— BEGIN —
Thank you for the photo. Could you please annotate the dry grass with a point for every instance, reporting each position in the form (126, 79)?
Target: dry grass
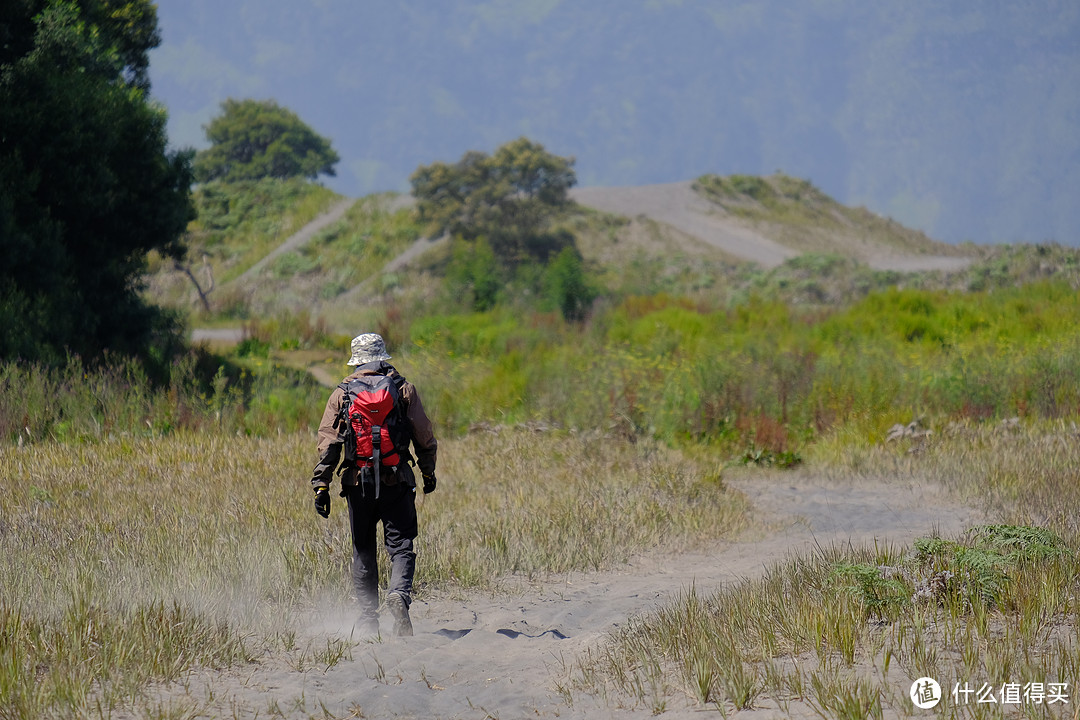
(842, 634)
(129, 560)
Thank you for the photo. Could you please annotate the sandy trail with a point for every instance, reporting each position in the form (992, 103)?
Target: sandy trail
(677, 205)
(478, 655)
(298, 239)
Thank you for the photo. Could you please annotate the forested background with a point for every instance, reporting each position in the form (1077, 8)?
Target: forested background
(959, 119)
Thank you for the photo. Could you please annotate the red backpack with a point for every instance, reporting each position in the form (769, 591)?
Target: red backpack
(376, 430)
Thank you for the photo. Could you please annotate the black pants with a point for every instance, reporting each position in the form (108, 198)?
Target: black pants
(396, 508)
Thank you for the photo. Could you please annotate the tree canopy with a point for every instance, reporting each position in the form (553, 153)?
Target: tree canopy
(254, 139)
(86, 185)
(509, 198)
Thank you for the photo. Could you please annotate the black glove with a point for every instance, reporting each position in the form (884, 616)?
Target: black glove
(323, 502)
(429, 483)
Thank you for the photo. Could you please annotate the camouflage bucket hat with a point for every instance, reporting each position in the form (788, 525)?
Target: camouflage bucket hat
(367, 348)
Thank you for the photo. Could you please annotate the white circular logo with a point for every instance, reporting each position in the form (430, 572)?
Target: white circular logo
(926, 693)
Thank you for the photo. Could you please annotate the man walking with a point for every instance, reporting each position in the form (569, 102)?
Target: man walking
(366, 428)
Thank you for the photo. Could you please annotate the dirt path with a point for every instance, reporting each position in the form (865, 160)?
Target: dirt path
(475, 655)
(299, 238)
(677, 205)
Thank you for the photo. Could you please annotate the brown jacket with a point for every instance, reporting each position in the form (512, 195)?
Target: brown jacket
(332, 434)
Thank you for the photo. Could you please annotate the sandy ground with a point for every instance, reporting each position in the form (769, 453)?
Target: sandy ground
(677, 206)
(299, 238)
(674, 204)
(477, 655)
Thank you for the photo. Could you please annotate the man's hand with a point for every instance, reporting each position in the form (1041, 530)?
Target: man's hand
(323, 502)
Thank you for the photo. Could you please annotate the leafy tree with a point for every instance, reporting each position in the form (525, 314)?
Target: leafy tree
— END —
* [Set problem]: Return all of the rows above word for word, leaving out the pictures.

* [Exercise solution]:
Thank you for the photo. Could you please annotate the dry grass with a point for every instance, reporting each position in the form (126, 79)?
Target: dry grass
(842, 634)
(129, 560)
Thank you for the photo. Could you please annotate the sandy trail with a point for every instance, reporting each position in the form (992, 103)?
Target: sandy trail
(677, 205)
(478, 655)
(298, 239)
Thank you for the photo. Could you please annotate the forested background with a point for every instance, reporting each position in the form (1077, 8)?
Target: forested background
(959, 119)
Thank you for the photo. Could you please annotate the red backpack with a point for every instance, reporting each position in the form (769, 591)?
Target: red backpack
(376, 430)
Thank you for the photo. Could you please annotate the black pants with a point for every instance, reporting each position in the form (108, 198)?
Target: black pants
(396, 508)
Thank you for the photo. Could you please annotate the tree canopy with a point for every instance, reporting each position in the form (553, 153)?
Target: tree canopy
(254, 139)
(86, 185)
(509, 198)
Thank you for the photo. Could you please annotate the black glove with a point for every instance, reporting each position in the form (884, 616)?
Target: black glove
(323, 502)
(429, 483)
Thank you for the photo. Could you please annotate the camouflage bucket hat with a point for every instance, reporting each position in the form (788, 525)?
Target: camouflage bucket hat
(367, 348)
Thank you for the photo. Could you please annotate the white circular logo with a point for every instance, reporting each position in the form (430, 572)?
Target: white circular logo
(926, 693)
Thank you for the photo. Could you please annotate the man walking with a point for every instance, reporting each position in the form (569, 102)?
Target: man walking
(366, 428)
Thank you for the photo. Could you please annotate the dirt path with a point for every instance, reporting each position in the form (865, 160)?
Target: dirt path
(475, 655)
(299, 238)
(677, 205)
Thank you for the photo. Could you please annotate the brown jacket with a point for every instance, reporting each position in the form (512, 195)?
Target: brown jacket
(332, 434)
Thank you for the photo. Could you please annotate the sandy ground with a point for every instance, reporting each position in the form (769, 453)?
Target: sandy ground
(677, 206)
(299, 238)
(674, 204)
(477, 655)
Thank you for the photo. Could you please annotate the man's hand with a point for every instance, reporting each position in the form (1041, 530)?
Target: man's hand
(323, 502)
Thank you for the photo. Could you please annotate the leafy tree with a point for every instance, reporting each position in the form (525, 314)?
Target: leafy tree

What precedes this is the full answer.